Wednesday, April 22, 2009

Weigh In #2

I was afraid "Sal" may not be very nice to me this morning but I was wrong. He could have been better but he wasn't as nasty as I imagined he may be. Especially since my run in with Mr. Monkey Bread this past week. Come on, tell me one person that can say no to hot out of the oven, ooey, gooey, covered in powered sugar monkey bread? Hmm? Hmm? Go ahead, tell me one person. I din't think so!

Anywho, the numbers rolled around and rolled around until they finally stopped on 120. Yes, 120! This is going to be a good, good day. Then, I hear this beeping sound. There it is again. What is that? I'm looking and looking but can't find it. Ah dammit! It's my alarm clock, so I get out of bed and stumble down the hall to meet Sal. Boo Hoo

Ok-now for the real weigh in. Again, I'm standing on the scales watching the flashing numbers when it finally stops. Yes, another 1 1/2 lbs down. Oh yeah, I'll take it. 7 pounds total. :)

No Thank You

Anytime anyone in the office is on a weight loss challenge the boss man (who also needs to be on a weight loss challenge and we remind him of this on a daily basis) sets out to make it his personal goal to tempt you with very bad foods. For instance, he will bring in donuts or set at his desk eating a pint of ice cream that he had me pick up on my lunch break. The latest example of his temptation is detailed below. Please, try to hold your gasps of horror 'til the end. Voo Doo victim #2

I was setting at my desk working (as I ALWAYS do) reviewing a students ledger with Rubber Nut. I could tell there was another bodily presence behind me and assumed it was the boss man. When all of the sudden this giant chocolate chip muffin so perfectly displayed on a plate appeared inches from my nose. The muffin was waving back and forth with this voice saying "hmmm, doesn't this look good? hmmm, doesn't this smell good". At this point I snapped and stabbed the delightful treat with a highlighter. The boss man let out a small childish scream and attempted to pull the muffin back but to no avail. My inner voice was screaming "DESTROY THE MUFFIN, DESTROY THE MUFFIN". The muffin displayed the behavior of a hot potato as we were both grabbing for it. Me to destroy it and the boss man to save it. It was rolling around, it was flipping up in the air and chocolate chips were flying everywhere. I finally got may hands on the muffin at which time I squeezed the delightful treat with all I had. The whole time this incident is occurring Rubber Nut is witnessing it from the sidelines literally jumping up and down exclaiming "Yes, Yes, Yes!" Ahhh, satisfaction!

The boss man cradled his poor muffin and waddles back to his hole trying to put the pieces back together all the while mumbling something under his breath to the affect of "you are a mean, mean person". LIFE IS GOOD!!

## [DATA LISTING]
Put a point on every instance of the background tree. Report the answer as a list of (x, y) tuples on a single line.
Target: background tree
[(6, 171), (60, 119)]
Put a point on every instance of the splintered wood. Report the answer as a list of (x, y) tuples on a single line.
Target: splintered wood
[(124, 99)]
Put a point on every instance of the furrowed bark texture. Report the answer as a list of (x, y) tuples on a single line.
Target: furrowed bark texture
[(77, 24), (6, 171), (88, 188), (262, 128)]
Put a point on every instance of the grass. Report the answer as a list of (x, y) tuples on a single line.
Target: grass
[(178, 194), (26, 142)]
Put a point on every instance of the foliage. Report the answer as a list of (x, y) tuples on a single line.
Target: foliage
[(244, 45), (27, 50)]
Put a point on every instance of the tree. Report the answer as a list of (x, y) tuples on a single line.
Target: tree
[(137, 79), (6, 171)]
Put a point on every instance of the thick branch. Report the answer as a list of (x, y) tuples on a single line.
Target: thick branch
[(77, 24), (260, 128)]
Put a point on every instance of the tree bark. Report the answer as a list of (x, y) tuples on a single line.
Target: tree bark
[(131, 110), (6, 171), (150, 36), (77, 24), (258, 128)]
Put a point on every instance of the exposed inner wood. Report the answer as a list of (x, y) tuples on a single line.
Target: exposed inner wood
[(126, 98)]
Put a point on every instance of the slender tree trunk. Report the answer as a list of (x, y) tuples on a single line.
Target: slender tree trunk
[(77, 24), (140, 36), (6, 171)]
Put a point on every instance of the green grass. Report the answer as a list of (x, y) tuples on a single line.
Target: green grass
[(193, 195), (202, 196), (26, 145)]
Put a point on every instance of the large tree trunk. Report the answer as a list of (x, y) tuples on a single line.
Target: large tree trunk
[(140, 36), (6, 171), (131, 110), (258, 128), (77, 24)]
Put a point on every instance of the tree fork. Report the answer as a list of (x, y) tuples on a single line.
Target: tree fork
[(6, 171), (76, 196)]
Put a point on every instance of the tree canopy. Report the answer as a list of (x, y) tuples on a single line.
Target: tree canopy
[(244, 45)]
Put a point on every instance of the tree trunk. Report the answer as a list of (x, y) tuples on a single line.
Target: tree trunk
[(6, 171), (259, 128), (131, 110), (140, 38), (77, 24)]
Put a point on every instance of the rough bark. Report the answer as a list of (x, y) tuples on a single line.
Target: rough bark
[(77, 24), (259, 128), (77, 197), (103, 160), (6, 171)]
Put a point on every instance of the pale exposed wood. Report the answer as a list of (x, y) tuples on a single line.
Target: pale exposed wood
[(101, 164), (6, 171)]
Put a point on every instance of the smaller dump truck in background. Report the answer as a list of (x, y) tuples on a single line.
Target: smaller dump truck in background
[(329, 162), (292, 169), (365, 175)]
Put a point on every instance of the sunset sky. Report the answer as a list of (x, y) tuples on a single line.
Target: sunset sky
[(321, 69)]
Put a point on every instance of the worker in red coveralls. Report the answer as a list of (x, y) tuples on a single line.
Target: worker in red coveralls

## [DIRECTIVES]
1. Which foods does the weigh-in post name? List every one.
2. Answer these questions from the weigh-in post:
(a) What number did the scale stop on in the dream?
(b) How much weight did the real weigh-in show was lost this time, and what is the total so far?
(c) What did the writer stab the muffin with?

## [SOLUTIONS BELOW]
1.
- Monkey bread
- Donuts
- A pint of ice cream
- A chocolate chip muffin

2.
(a) 120
(b) 1 1/2 lbs this time, 7 pounds total
(c) A highlighter